## Deine Aufgabe
Für welches Geschäftsjahr soll dem Vorstand und dem Aufsichtsrat der Volkswagen AG laut der folgenden Rede von Jens Hilgenberg die Entlastung verweigert werden?

Rede von Jens Hilgenberg

Sehr geehrte Aktionärinnen und Aktionäre, Mitglieder von Vorstand und Aufsichtsrat,
meine Damen und Herren,

mein Name ist Jens Hilgenberg und ich spreche hier und heute für den Bund für Umwelt und Naturschutz Deutschland (BUND) e.V. und den Dachverband der Kritischen Aktionärinnen und Aktionäre.

Wir beantragen heute sowohl dem Vorstand, als auch dem Aufsichtsrat der Volkswagen AG die Entlastung für das Geschäftsjahr 2017 zu verweigern. Der entsprechende Gegenantrag wurde fristgerecht eingereicht und auf der VW-Konzernwebsite veröffentlicht.

Seit nunmehr 2 ½ Jahren dringen immer neue Aspekte des Diesel-Abgasskandals in die Öffentlichkeit. Ich verzichte darauf, alle Rechtsverfahren, Durchsuchungen und Rückrufaktionen des letzten Jahres aufzuzählen, denn das würde wohl den Rahmen sprengen. Der Vorstand scheint die Taktik zu fahren, immer nur das zuzugeben, was bereits gerichtsfest nachgewiesen wurde, und das mit dem Segen des Aufsichtsrats. Das ‚Wir haben verstanden‘ von Herrn Müller dürfte in den Ohren der Betroffenen wie Hohn klingen. Menschen die mit ihren Volkswagen massive Wertverluste erleiden, weil der Konzern sich standhaft weigert, die Fahrzeuge so nachzurüsten, dass sie von den drohenden und von VW maßgeblich mitverursachten Fahrverboten nicht betroffen sind. Ich frage mich in diesem Zusammenhang auch, wie sie Herr Weil ihre Ablehnung der Hardware-Nachrüstungen ihren betroffenen Wählerinnen und Wählern verkaufen wollen? Rekordgehälter und hohe Dividenden die zu Lasten von Kundinnen und Kunden erwirtschaftet werden, werden den Ruf des Konzerns weiter schädigen.

## Datenauszug
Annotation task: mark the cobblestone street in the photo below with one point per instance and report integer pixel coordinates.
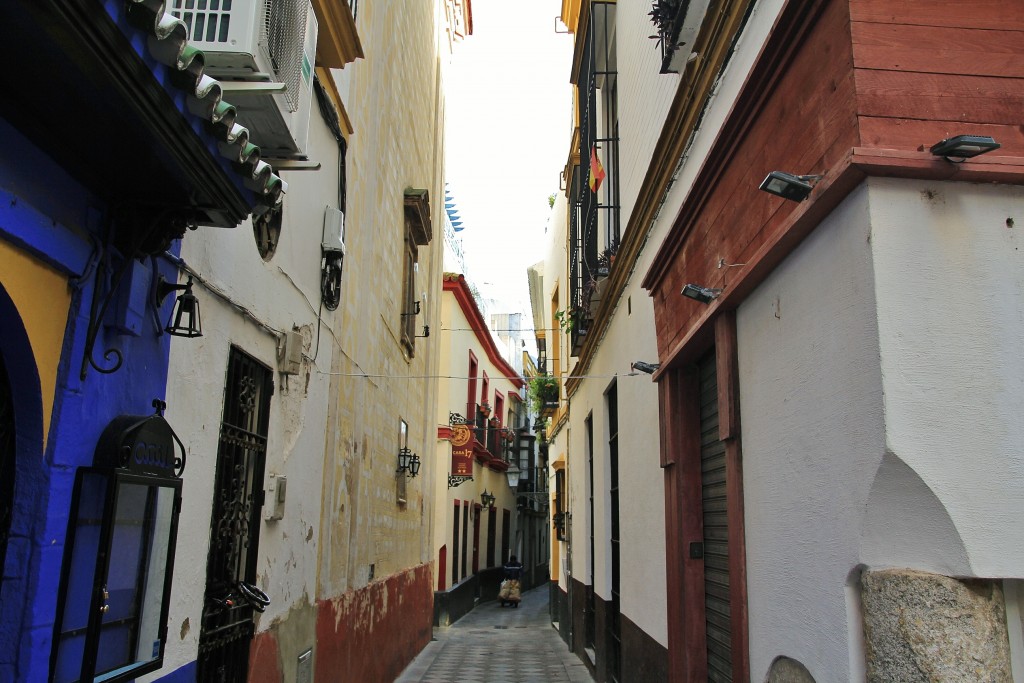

## Antwort
Für das Geschäftsjahr 2017.